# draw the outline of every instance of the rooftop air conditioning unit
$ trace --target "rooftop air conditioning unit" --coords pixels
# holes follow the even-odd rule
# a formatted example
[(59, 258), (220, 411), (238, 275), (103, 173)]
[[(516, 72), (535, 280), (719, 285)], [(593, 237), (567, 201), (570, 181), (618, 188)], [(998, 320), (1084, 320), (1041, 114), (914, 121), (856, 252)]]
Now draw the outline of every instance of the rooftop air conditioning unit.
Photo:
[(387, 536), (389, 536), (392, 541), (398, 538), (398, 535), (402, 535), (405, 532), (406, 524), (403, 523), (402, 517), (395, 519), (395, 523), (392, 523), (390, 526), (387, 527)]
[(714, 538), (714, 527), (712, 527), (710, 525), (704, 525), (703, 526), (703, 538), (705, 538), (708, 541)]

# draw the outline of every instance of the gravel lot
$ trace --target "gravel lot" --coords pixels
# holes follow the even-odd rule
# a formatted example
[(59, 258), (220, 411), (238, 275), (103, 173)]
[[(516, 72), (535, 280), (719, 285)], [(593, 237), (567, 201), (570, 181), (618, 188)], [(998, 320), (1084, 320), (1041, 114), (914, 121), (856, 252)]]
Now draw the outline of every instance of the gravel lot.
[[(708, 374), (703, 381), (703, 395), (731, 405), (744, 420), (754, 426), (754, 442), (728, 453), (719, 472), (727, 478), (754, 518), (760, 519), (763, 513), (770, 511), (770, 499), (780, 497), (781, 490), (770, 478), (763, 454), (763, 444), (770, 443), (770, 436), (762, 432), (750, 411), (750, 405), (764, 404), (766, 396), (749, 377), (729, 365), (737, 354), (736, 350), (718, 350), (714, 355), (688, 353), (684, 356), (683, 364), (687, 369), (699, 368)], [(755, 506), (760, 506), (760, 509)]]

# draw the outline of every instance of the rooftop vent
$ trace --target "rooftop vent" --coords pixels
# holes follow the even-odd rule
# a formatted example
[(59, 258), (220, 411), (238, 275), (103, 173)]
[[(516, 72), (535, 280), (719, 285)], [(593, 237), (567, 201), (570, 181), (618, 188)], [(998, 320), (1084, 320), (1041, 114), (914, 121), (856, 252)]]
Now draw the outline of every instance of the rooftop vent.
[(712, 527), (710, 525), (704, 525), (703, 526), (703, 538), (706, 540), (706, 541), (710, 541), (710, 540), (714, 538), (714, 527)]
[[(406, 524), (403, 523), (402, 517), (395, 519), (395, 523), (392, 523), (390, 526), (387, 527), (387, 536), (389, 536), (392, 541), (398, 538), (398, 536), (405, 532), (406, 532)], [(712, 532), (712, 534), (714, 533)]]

+===+

Per favore, cambia "gravel lot" in "parking lot" e riscrivi le righe dalla riga che contiene "# draw the outline of every instance of the gravel" fino a quella che contiene "Now draw the outline of every instance of the gravel", entrambe incluse, lasciando invariato tutto il resto.

# draw the outline of every instance of the parking lot
$ trace --target "parking lot" --coords pixels
# holes follow the even-odd rule
# a formatted example
[(59, 258), (220, 411), (238, 275), (103, 173)]
[[(516, 72), (535, 280), (719, 285)], [(593, 237), (567, 201), (570, 181), (618, 188)], [(998, 320), (1084, 320), (1041, 114), (914, 121), (856, 252)]]
Now draw the outline of every instance of the parking lot.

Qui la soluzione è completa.